The problem:
Please reproduce everything in the copywriting post from "I was at the" down to "was just squatting.", word for word.

A sexy technique for writing bullets that leave other copywriters green with envy

I was at the gym today when I saw a guy getting ready to do squats after me. I watched him nervously as he stacked a few plates on the barbell. And then I took a big sigh of relief. I realized he will squat less weight than I was just squatting.

Like the other 7.8 billion people on this planet, I shrink with envy when I lag other people in some measure. I swell with pride when I am better than them.

You might know pride and envy as two of the seven deadly sins. Which brings me to a sexy copywriting technique I just heard copywriter Chris Haddad talk about.

Chris says most people write boring bullets. I know I do. The fix, according to Chris, is to take your boring bullets and marry them to the seven deadly sins.

Let me give you a few examples. Here are three sin-lite bullets I quickly wrote for the description to my soon-to-be-published book, The 10 Commandments of A-List Copywriters:

II. A simple guiding principle that’s almost guaranteed to bring you into the top of the copywriting game (and it’s not just to work harder).

Image segmentation entries:
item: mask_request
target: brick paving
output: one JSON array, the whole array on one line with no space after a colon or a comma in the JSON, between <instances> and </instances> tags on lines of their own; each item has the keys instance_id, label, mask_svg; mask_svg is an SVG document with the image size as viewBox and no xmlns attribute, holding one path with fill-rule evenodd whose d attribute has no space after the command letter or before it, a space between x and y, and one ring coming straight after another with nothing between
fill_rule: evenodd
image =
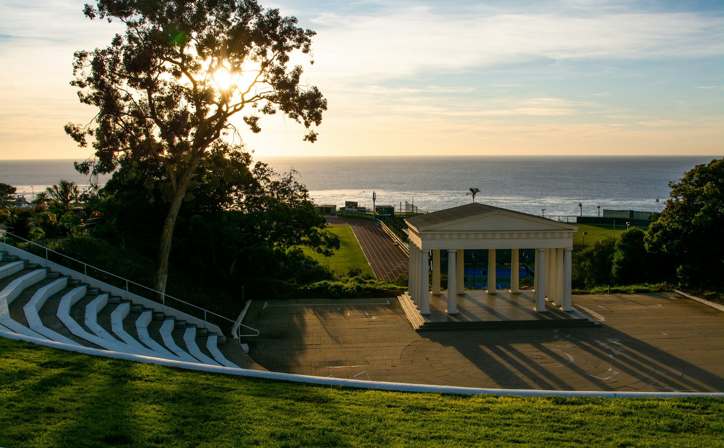
<instances>
[{"instance_id":1,"label":"brick paving","mask_svg":"<svg viewBox=\"0 0 724 448\"><path fill-rule=\"evenodd\" d=\"M389 302L389 304L388 304ZM471 387L724 391L724 313L675 293L575 295L595 327L416 333L396 298L255 300L274 371ZM365 375L358 376L364 378Z\"/></svg>"},{"instance_id":2,"label":"brick paving","mask_svg":"<svg viewBox=\"0 0 724 448\"><path fill-rule=\"evenodd\" d=\"M327 218L332 226L350 226L372 271L378 280L397 280L399 276L408 276L408 256L395 245L392 238L379 226L359 219Z\"/></svg>"}]
</instances>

Complete answer:
I was at the gym today when I saw a guy getting ready to do squats after me. I watched him nervously as he stacked a few plates on the barbell. And then I took a big sigh of relief. I realized he will squat less weight than I was just squatting.